**Data excerpts**
=== Section Start ===
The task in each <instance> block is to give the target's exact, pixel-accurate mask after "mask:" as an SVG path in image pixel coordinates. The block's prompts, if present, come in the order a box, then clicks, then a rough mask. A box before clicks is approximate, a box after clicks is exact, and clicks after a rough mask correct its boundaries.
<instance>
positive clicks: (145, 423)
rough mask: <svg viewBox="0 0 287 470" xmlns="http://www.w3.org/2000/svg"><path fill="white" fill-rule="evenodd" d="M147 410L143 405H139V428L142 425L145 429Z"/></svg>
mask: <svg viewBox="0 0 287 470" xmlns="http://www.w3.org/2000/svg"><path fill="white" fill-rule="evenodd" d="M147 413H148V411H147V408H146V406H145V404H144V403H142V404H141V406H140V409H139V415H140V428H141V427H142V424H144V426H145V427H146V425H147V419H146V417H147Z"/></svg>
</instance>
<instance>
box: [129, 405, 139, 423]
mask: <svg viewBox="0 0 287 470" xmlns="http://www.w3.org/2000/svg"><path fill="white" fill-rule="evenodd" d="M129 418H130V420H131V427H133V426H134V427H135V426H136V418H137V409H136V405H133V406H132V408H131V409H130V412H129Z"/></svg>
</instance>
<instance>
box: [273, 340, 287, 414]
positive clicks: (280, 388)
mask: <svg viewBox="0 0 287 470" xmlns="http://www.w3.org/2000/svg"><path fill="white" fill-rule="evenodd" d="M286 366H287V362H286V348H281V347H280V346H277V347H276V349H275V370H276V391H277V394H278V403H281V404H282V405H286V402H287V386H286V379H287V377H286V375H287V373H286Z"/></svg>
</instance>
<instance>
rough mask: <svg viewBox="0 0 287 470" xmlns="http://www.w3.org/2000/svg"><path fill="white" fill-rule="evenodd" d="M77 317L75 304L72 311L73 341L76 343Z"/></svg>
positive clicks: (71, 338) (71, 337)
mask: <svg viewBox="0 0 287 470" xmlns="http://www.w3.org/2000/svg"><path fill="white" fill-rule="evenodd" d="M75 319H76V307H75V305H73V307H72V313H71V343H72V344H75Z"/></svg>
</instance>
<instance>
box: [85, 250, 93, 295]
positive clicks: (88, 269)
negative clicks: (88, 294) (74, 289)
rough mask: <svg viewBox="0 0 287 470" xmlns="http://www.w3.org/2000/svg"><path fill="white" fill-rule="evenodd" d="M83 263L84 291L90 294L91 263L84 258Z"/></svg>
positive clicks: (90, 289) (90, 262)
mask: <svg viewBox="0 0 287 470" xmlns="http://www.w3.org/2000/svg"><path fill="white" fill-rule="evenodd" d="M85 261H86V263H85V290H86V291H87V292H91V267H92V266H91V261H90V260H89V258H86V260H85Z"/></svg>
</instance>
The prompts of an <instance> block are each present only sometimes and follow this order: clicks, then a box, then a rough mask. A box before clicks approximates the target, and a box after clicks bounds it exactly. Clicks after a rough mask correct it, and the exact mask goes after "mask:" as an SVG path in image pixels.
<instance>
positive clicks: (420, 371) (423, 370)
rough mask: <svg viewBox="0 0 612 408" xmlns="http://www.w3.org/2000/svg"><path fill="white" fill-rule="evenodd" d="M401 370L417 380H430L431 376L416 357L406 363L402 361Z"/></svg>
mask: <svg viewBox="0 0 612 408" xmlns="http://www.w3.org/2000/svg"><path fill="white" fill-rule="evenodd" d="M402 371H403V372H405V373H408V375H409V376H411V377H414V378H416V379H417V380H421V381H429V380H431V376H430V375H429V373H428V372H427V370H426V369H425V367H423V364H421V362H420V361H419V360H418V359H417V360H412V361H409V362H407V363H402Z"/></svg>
=== Section End ===
**Task brief**
Repeat all of the data exactly as given.

**Answer below**
The task in each <instance> block is to give the target's exact, pixel-accurate mask after "mask:" as an SVG path in image pixel coordinates. The block's prompts, if present, come in the order a box, then clicks, then a rough mask. A box before clicks is approximate, a box after clicks is exact, and clicks after a rough mask correct its boundaries.
<instance>
positive clicks: (145, 423)
rough mask: <svg viewBox="0 0 287 470" xmlns="http://www.w3.org/2000/svg"><path fill="white" fill-rule="evenodd" d="M147 410L143 405H139V428L142 425L145 429Z"/></svg>
mask: <svg viewBox="0 0 287 470" xmlns="http://www.w3.org/2000/svg"><path fill="white" fill-rule="evenodd" d="M147 413H148V411H147V408H146V406H145V404H144V403H142V404H141V406H140V409H139V415H140V428H141V427H142V424H144V426H145V427H146V425H147V419H146V417H147Z"/></svg>
</instance>
<instance>
box: [129, 405, 139, 423]
mask: <svg viewBox="0 0 287 470" xmlns="http://www.w3.org/2000/svg"><path fill="white" fill-rule="evenodd" d="M129 418H130V420H131V427H133V426H134V427H135V426H136V418H137V409H136V405H133V406H132V408H131V409H130V412H129Z"/></svg>
</instance>
<instance>
box: [273, 340, 287, 414]
positive clicks: (280, 388)
mask: <svg viewBox="0 0 287 470" xmlns="http://www.w3.org/2000/svg"><path fill="white" fill-rule="evenodd" d="M286 366H287V362H286V348H281V347H280V346H277V347H276V349H275V370H276V391H277V394H278V403H281V404H282V405H286V402H287V386H286V379H287V377H286V375H287V373H286Z"/></svg>
</instance>
<instance>
rough mask: <svg viewBox="0 0 287 470" xmlns="http://www.w3.org/2000/svg"><path fill="white" fill-rule="evenodd" d="M77 317L75 304L72 311L73 341L76 343Z"/></svg>
positive clicks: (71, 338) (71, 337)
mask: <svg viewBox="0 0 287 470" xmlns="http://www.w3.org/2000/svg"><path fill="white" fill-rule="evenodd" d="M75 319H76V307H75V305H73V307H72V313H71V343H72V344H75Z"/></svg>
</instance>
<instance>
box: [85, 250, 93, 295]
positive clicks: (88, 269)
negative clicks: (88, 294) (74, 289)
rough mask: <svg viewBox="0 0 287 470" xmlns="http://www.w3.org/2000/svg"><path fill="white" fill-rule="evenodd" d="M83 263L84 291L90 294L91 263L84 258Z"/></svg>
positive clicks: (90, 289) (90, 262)
mask: <svg viewBox="0 0 287 470" xmlns="http://www.w3.org/2000/svg"><path fill="white" fill-rule="evenodd" d="M85 261H86V263H85V290H86V291H87V292H91V267H92V266H91V261H90V260H89V258H86V260H85Z"/></svg>
</instance>
The prompts of an <instance> block are each present only sometimes and follow this order: clicks, then a box, then a rough mask. A box before clicks approximates the target, and a box after clicks bounds it exactly. Clicks after a rough mask correct it, and the exact mask goes after "mask:" as an SVG path in image pixels.
<instance>
positive clicks: (420, 371) (423, 370)
rough mask: <svg viewBox="0 0 612 408" xmlns="http://www.w3.org/2000/svg"><path fill="white" fill-rule="evenodd" d="M401 370L417 380H430L431 376L416 357L406 363L402 361Z"/></svg>
mask: <svg viewBox="0 0 612 408" xmlns="http://www.w3.org/2000/svg"><path fill="white" fill-rule="evenodd" d="M402 371H403V372H405V373H408V375H409V376H411V377H414V378H416V379H417V380H421V381H429V380H431V376H430V375H429V373H428V372H427V370H426V369H425V367H423V364H421V362H420V361H419V360H418V359H417V360H412V361H409V362H407V363H402Z"/></svg>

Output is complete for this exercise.